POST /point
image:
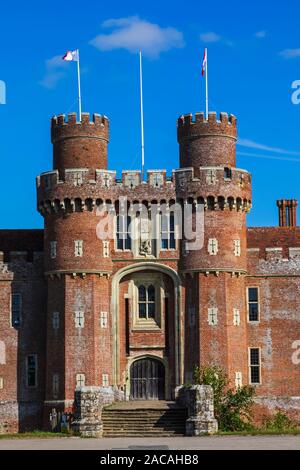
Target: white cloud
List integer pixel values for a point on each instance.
(210, 37)
(255, 145)
(270, 157)
(55, 71)
(290, 53)
(134, 34)
(260, 34)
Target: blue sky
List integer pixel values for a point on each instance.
(254, 56)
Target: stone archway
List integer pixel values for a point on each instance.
(147, 379)
(134, 268)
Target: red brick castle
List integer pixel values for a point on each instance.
(137, 314)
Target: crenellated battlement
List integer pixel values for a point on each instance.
(63, 126)
(79, 144)
(189, 125)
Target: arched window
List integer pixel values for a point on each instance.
(146, 302)
(167, 231)
(123, 232)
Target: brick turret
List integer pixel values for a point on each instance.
(79, 144)
(208, 142)
(77, 263)
(209, 179)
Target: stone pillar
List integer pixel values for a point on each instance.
(199, 400)
(88, 410)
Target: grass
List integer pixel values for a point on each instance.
(253, 432)
(261, 432)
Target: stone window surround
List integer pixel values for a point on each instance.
(236, 317)
(55, 320)
(103, 320)
(55, 385)
(127, 233)
(212, 316)
(148, 279)
(80, 380)
(250, 365)
(105, 380)
(238, 379)
(79, 318)
(168, 232)
(136, 236)
(36, 371)
(11, 309)
(258, 304)
(212, 246)
(78, 248)
(237, 247)
(53, 249)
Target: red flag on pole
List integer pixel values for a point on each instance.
(204, 63)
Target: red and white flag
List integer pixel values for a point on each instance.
(71, 56)
(204, 62)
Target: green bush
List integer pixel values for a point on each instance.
(232, 407)
(279, 422)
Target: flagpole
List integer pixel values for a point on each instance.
(206, 85)
(79, 87)
(142, 115)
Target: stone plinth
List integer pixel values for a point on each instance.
(199, 401)
(88, 410)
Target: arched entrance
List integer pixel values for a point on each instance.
(147, 379)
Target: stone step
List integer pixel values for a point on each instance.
(127, 434)
(144, 421)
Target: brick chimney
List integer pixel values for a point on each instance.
(287, 212)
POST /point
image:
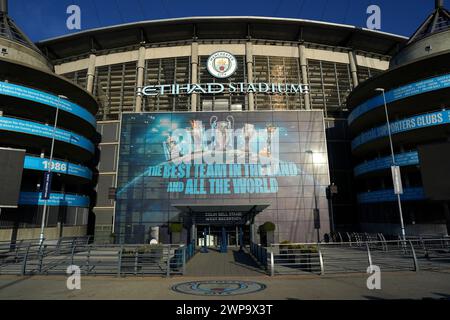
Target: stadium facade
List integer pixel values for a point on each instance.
(133, 71)
(417, 93)
(37, 105)
(174, 94)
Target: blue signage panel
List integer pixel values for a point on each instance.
(409, 194)
(403, 159)
(33, 128)
(417, 122)
(13, 90)
(47, 185)
(55, 200)
(42, 164)
(400, 93)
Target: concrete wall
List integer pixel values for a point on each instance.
(19, 53)
(50, 233)
(411, 230)
(236, 49)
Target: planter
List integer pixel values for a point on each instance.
(270, 237)
(176, 237)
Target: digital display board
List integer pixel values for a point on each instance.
(11, 164)
(435, 170)
(223, 158)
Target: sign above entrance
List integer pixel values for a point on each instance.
(218, 88)
(222, 64)
(221, 218)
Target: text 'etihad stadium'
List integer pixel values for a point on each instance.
(218, 88)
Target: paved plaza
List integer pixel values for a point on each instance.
(395, 285)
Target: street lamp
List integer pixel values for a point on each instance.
(396, 178)
(316, 209)
(50, 167)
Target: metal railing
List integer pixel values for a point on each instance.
(357, 256)
(53, 258)
(259, 253)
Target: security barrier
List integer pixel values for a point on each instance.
(357, 255)
(53, 258)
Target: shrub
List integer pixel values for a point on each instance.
(267, 227)
(175, 227)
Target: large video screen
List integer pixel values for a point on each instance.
(435, 169)
(221, 158)
(11, 164)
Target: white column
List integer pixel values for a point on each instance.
(140, 79)
(249, 62)
(91, 73)
(304, 71)
(353, 69)
(194, 73)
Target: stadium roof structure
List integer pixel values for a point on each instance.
(222, 29)
(10, 31)
(437, 21)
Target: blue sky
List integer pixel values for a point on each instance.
(44, 19)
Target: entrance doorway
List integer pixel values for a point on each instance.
(214, 236)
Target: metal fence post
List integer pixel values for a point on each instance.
(322, 269)
(416, 263)
(136, 260)
(119, 262)
(168, 261)
(88, 260)
(272, 264)
(24, 265)
(184, 259)
(73, 253)
(41, 258)
(369, 255)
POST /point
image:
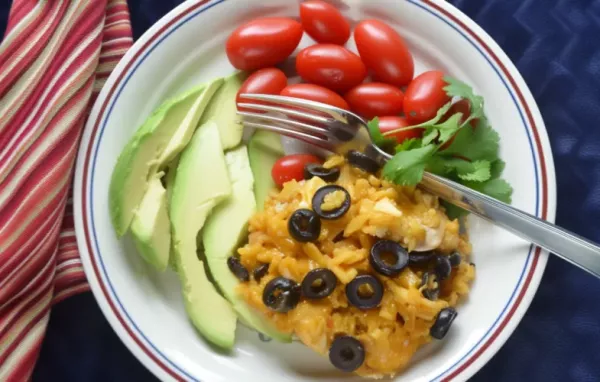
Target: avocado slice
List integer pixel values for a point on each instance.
(201, 182)
(264, 148)
(184, 132)
(223, 110)
(224, 230)
(150, 225)
(159, 138)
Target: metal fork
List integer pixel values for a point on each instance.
(339, 131)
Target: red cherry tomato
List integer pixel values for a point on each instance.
(425, 96)
(315, 93)
(375, 98)
(263, 81)
(324, 23)
(392, 123)
(332, 66)
(291, 167)
(263, 42)
(384, 52)
(463, 106)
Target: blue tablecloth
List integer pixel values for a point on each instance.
(556, 46)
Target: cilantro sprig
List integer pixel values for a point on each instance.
(465, 150)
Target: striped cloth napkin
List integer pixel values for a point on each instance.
(54, 59)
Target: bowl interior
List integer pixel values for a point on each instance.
(191, 51)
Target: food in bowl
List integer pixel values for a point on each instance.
(334, 264)
(352, 259)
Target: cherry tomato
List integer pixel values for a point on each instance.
(291, 167)
(324, 23)
(463, 106)
(384, 52)
(332, 66)
(315, 93)
(375, 98)
(263, 42)
(263, 81)
(425, 96)
(392, 123)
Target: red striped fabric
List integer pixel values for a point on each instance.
(54, 59)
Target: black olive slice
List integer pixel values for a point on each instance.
(365, 292)
(318, 283)
(442, 323)
(421, 258)
(362, 161)
(304, 225)
(334, 213)
(443, 268)
(329, 175)
(346, 353)
(339, 237)
(430, 292)
(455, 259)
(236, 267)
(388, 257)
(259, 272)
(281, 295)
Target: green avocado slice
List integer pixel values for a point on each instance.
(201, 182)
(223, 110)
(225, 228)
(150, 227)
(159, 139)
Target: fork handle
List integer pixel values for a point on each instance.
(567, 245)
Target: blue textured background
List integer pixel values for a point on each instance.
(556, 46)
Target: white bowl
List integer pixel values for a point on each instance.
(186, 47)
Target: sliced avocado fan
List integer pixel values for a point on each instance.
(159, 139)
(225, 228)
(201, 182)
(222, 109)
(150, 227)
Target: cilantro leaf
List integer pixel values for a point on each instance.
(439, 115)
(406, 167)
(442, 132)
(409, 144)
(479, 172)
(496, 168)
(448, 128)
(377, 136)
(454, 212)
(479, 143)
(459, 169)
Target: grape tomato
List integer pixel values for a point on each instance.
(331, 66)
(291, 167)
(263, 42)
(315, 93)
(425, 96)
(263, 81)
(324, 23)
(375, 98)
(384, 52)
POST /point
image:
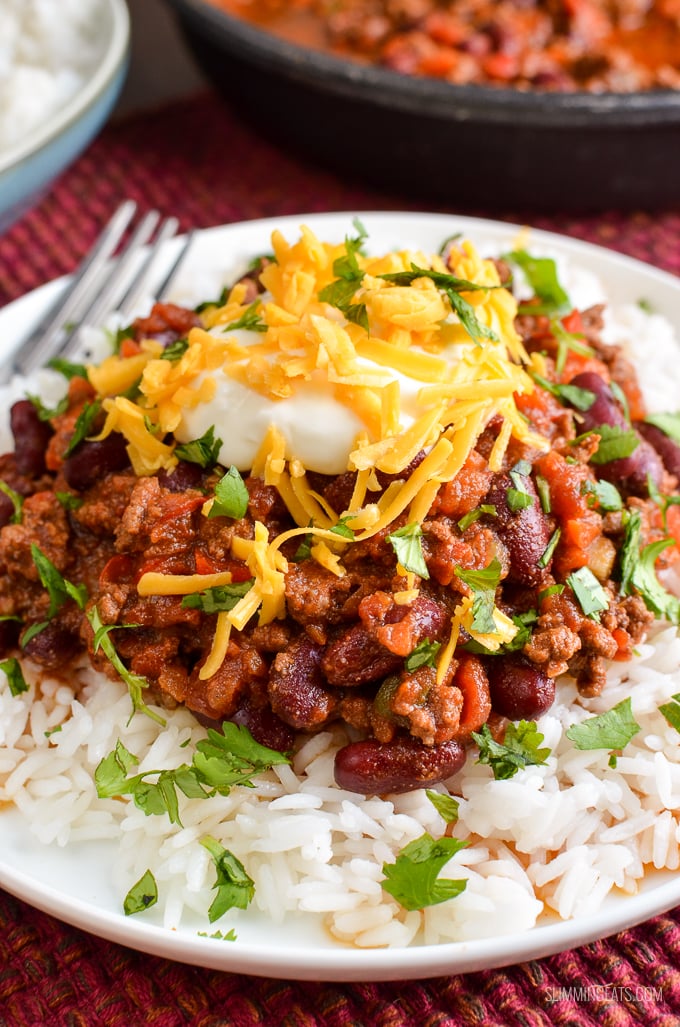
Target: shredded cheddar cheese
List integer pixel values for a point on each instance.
(399, 354)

Activity:
A verbatim copy of the material is needed; pictures are not to appear in it.

Answer below:
POST /point
image:
Target: white cloud
List integer pixel values for a point on each instance.
(210, 37)
(255, 145)
(270, 157)
(55, 71)
(290, 53)
(134, 34)
(260, 34)
Target: blue sky
List integer pixel values for a point on each instance.
(254, 56)
Target: stone archway
List integer pixel values for a point on each instance.
(147, 379)
(134, 268)
Target: red brick castle
List integer pixel values for a point on each instance.
(137, 314)
Target: crenellated battlement
List integer pixel values for a point on each instance.
(63, 126)
(79, 144)
(189, 125)
Target: arched window
List integer pixel values for a point on each instance.
(146, 302)
(167, 231)
(123, 232)
Target: brick turret
List integer pixel values for a point on each instance.
(79, 144)
(208, 142)
(77, 263)
(209, 179)
Target: stone pillar
List integer pixel values for a point on each instance.
(199, 400)
(88, 410)
Target: grass
List integer pixel values for a point on each instance.
(253, 432)
(261, 432)
Target: stone window surround
List integer pixel values for a point on each instance.
(236, 317)
(55, 320)
(103, 320)
(55, 385)
(127, 233)
(212, 316)
(148, 279)
(80, 380)
(250, 365)
(105, 380)
(238, 379)
(79, 318)
(168, 232)
(136, 236)
(36, 371)
(11, 309)
(258, 304)
(212, 246)
(78, 248)
(237, 247)
(53, 249)
Target: red flag on pole
List integer pixel values for a point on each instance.
(204, 63)
Target: red and white flag
List integer pixel values for a point on each instance.
(71, 56)
(204, 62)
Target: green bush
List integer pixel values for a point on each instance.
(232, 407)
(279, 422)
Target: flagpole
List integer pixel values for a point on each instance.
(206, 85)
(79, 87)
(142, 115)
Target: stone plinth
List integer pixel values for a point on each instance.
(199, 401)
(88, 410)
Target: arched entrance
List integer pixel values for a point on each instance.
(147, 379)
Target: stone step
List integer pixel values for a point on each instance.
(127, 434)
(144, 421)
Target: brick chimney
List integer pixel values for a point on each instance.
(287, 212)
POST /point
image:
Target: stadium facade
List integer pixel values for a point on each instance.
(133, 71)
(417, 93)
(37, 105)
(174, 94)
Target: blue signage panel
List integer pixel values for a point on each instance.
(409, 194)
(403, 159)
(33, 128)
(417, 122)
(13, 90)
(47, 185)
(55, 200)
(42, 164)
(400, 93)
Target: concrete wall
List integer pixel values for a point on each instance.
(19, 53)
(50, 233)
(411, 230)
(236, 49)
Target: planter
List integer pixel values for a point on each instance.
(270, 237)
(176, 237)
Target: digital display board
List integer pixel values for a point on each instance.
(11, 164)
(435, 170)
(223, 158)
Target: sign above entrance
List integer pixel values for a point on each instance.
(218, 88)
(222, 64)
(221, 218)
Target: text 'etihad stadium'
List integer pixel values for a point on each instance.
(218, 88)
Target: paved plaza
List integer pixel values for a point on each instance.
(395, 285)
Target: street lamp
List integer pixel values for a point on each instance.
(396, 178)
(316, 209)
(50, 167)
Target: metal railing
List integer pixel values for a point on each instance.
(357, 256)
(53, 258)
(259, 253)
Target: security barrier
List integer pixel values for a point on each instance.
(357, 255)
(53, 258)
Target: shrub
List integer pixel values for a point on each instance.
(267, 227)
(175, 227)
Target: large video screen
List integer pixel values for a point on each instance.
(435, 169)
(221, 158)
(11, 164)
Target: white column
List integer pixel values for a point on each instance.
(140, 79)
(249, 62)
(91, 73)
(304, 71)
(353, 69)
(194, 73)
Target: stadium roof structure
List integer pixel values for a point on each instance.
(222, 29)
(10, 31)
(437, 21)
Target: blue sky
List integer pixel values for a point on each instance.
(44, 19)
Target: entrance doorway
List integer pixel values for a point on each instance.
(214, 236)
Target: metal fence post
List integer pixel values for a point on each instance.
(322, 269)
(416, 263)
(136, 260)
(119, 262)
(168, 261)
(88, 260)
(272, 264)
(24, 265)
(184, 259)
(73, 253)
(41, 258)
(369, 255)
POST /point
image:
Target: avocado slice
List integer pixel values for a point on each instance.
(201, 182)
(264, 148)
(184, 132)
(223, 110)
(224, 230)
(150, 225)
(159, 138)
Target: metal fork
List integer pixel values for a point on each instance.
(339, 131)
Target: red cherry tomato
List integer pixel values for a point on each instance.
(425, 96)
(315, 93)
(375, 98)
(263, 81)
(324, 23)
(392, 123)
(332, 66)
(291, 167)
(263, 42)
(384, 52)
(463, 106)
Target: blue tablecloth
List integer pixel values for a point on each instance.
(556, 46)
Target: cilantro sprig
List integer pixel values for a point on each instance.
(465, 150)
Target: striped cloth napkin
List integer pixel values for a point on each instance.
(54, 59)
Target: bowl interior
List integer pixel values for a point on each instance.
(191, 51)
Target: food in bowl
List integer pixel values for a point on each instance.
(334, 264)
(352, 259)
Target: cherry tomato
List integer pixel values for a point on each instance.
(291, 167)
(324, 23)
(463, 106)
(384, 52)
(332, 66)
(315, 93)
(375, 98)
(263, 42)
(263, 81)
(425, 96)
(392, 123)
Target: red striped fabric
List integer pixel values for a point on each instance.
(54, 59)
Target: black olive slice
List integer pixel values for a point on each instance.
(365, 292)
(318, 283)
(442, 323)
(421, 258)
(362, 161)
(304, 225)
(334, 213)
(443, 268)
(329, 175)
(346, 353)
(339, 237)
(430, 292)
(455, 259)
(236, 267)
(388, 257)
(259, 272)
(281, 295)
Target: green avocado slice
List integer pixel values for a point on each instance.
(201, 182)
(223, 110)
(225, 228)
(150, 227)
(159, 139)
Target: fork handle
List integer pixel values for a point on each instance.
(567, 245)
Target: blue textured background
List integer pixel values for a point on each instance.
(556, 46)
Target: white bowl
List integer pixel values for a point on each instance.
(186, 47)
Target: sliced avocado fan
List integer pixel values for a point on each instance.
(159, 139)
(225, 228)
(201, 182)
(222, 109)
(150, 227)
Target: cilantro leaf
List integer pixel values for a point on each instance.
(439, 115)
(406, 167)
(442, 132)
(409, 144)
(479, 172)
(496, 168)
(448, 128)
(377, 136)
(454, 212)
(479, 143)
(459, 169)
Target: grape tomato
List integer pixel values for a point on each instance.
(331, 66)
(291, 167)
(263, 42)
(315, 93)
(425, 96)
(263, 81)
(324, 23)
(375, 98)
(384, 52)
POST /point
image:
Target: shredded cheddar cheese
List integer pixel values for a point on each instance.
(399, 354)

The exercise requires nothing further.